# [Exercise task]
Your task is to reproduce exactly the lines from the line with "the blue painted stone cap" through the end of the records below.

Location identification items
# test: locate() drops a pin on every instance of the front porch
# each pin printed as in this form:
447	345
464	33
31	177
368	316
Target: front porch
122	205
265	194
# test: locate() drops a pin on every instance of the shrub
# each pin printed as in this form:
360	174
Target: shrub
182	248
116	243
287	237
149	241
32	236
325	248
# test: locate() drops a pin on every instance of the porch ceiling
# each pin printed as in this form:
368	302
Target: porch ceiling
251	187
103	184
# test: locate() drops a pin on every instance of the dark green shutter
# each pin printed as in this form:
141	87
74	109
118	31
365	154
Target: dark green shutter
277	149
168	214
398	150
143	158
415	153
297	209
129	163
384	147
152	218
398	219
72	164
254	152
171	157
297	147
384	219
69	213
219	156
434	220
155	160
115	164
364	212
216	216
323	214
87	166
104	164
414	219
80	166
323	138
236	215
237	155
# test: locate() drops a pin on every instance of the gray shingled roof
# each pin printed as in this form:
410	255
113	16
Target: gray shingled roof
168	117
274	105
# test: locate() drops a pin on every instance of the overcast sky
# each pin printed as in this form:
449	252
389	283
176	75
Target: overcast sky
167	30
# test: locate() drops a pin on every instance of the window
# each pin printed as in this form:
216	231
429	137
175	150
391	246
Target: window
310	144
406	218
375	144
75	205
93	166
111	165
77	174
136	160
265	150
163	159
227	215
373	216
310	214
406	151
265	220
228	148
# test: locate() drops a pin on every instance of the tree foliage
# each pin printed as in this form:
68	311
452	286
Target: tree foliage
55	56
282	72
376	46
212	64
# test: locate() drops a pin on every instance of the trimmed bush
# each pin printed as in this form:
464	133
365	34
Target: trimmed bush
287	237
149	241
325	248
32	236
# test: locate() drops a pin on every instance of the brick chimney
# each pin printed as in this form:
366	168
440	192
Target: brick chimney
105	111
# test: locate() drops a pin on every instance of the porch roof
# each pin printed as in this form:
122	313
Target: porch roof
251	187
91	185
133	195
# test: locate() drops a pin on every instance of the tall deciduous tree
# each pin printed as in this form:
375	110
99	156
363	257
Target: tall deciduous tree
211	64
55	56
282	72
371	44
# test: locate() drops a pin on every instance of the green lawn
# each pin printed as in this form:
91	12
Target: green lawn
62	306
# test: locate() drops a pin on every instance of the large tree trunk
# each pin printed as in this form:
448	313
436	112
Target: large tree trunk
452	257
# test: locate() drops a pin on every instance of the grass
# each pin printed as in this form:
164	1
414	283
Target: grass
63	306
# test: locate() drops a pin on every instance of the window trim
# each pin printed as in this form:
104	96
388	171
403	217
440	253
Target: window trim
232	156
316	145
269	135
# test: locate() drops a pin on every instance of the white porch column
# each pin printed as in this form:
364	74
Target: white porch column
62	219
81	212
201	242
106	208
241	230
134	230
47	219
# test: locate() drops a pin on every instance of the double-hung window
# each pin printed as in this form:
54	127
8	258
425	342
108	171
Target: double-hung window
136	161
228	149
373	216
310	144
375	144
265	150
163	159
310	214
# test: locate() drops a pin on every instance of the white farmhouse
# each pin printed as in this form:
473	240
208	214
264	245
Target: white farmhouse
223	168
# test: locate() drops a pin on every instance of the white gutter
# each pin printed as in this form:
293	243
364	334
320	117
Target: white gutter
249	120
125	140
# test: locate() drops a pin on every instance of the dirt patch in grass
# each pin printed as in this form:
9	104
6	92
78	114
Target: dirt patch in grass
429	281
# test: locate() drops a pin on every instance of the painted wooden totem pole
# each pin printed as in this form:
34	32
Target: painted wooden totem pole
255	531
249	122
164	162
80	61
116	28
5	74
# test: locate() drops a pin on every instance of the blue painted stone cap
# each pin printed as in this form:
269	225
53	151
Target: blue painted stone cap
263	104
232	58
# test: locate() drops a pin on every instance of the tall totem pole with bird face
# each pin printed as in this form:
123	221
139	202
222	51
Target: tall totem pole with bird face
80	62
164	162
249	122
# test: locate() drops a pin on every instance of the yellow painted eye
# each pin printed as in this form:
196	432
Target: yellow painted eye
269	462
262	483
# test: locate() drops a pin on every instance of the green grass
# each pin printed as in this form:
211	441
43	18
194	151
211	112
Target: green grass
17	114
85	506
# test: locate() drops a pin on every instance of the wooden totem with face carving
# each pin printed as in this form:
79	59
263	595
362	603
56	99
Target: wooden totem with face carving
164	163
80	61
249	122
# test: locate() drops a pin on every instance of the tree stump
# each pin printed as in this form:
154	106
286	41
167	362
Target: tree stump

# [Response for this exercise]
# test: locate() drops a pin on every instance of the blue painted stone cap
# each pin printed as in this form:
269	225
53	151
Target: blue painted stone cap
263	104
232	58
# test: locate() drops a pin on every instance of the tall totem pole with bird face
# each pin printed as in this form:
123	221
139	202
222	51
Target: tall totem pole with bird face
80	62
164	162
249	122
# test: locate() drops a pin on every instance of the yellow painted eye
# each pin printed as in this form:
196	432
Target: yellow painted eye
269	462
262	483
# test: locate() drops a pin on every instance of the green grass
# each pin printed as in this form:
211	441
43	18
194	151
211	112
Target: green grass
17	114
85	506
# test: locate() drops a pin on every instance of the wooden totem with face carving
# each pin printed as in this form:
79	59
263	595
362	603
56	99
Target: wooden totem with face carving
164	163
80	61
249	122
# test: locate() drops a pin on every instance of the tree stump
# each pin printed as in this form:
154	106
286	41
167	362
Target: tree stump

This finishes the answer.